>>>>

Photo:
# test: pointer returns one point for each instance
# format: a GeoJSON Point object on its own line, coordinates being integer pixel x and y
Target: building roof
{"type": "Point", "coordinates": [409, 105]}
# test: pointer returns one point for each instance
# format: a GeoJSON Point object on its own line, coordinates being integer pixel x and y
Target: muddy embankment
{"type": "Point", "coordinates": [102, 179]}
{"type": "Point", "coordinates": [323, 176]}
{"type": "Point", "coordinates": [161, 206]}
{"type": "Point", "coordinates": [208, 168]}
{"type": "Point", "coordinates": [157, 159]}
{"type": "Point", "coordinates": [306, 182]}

<<<<

### ACTIVITY
Each line of the listing is to be printed again, unchanged.

### SOLUTION FOR THIS PROBLEM
Photo:
# test: pointer returns one point for each instance
# format: a GeoJSON Point object on its own line, coordinates being integer pixel x and y
Target: building roof
{"type": "Point", "coordinates": [409, 105]}
# test: pointer returns one point for each instance
# format: a GeoJSON Point object on its own line, coordinates being integer pixel x and y
Target: muddy embankment
{"type": "Point", "coordinates": [102, 179]}
{"type": "Point", "coordinates": [323, 176]}
{"type": "Point", "coordinates": [161, 206]}
{"type": "Point", "coordinates": [208, 168]}
{"type": "Point", "coordinates": [157, 159]}
{"type": "Point", "coordinates": [306, 182]}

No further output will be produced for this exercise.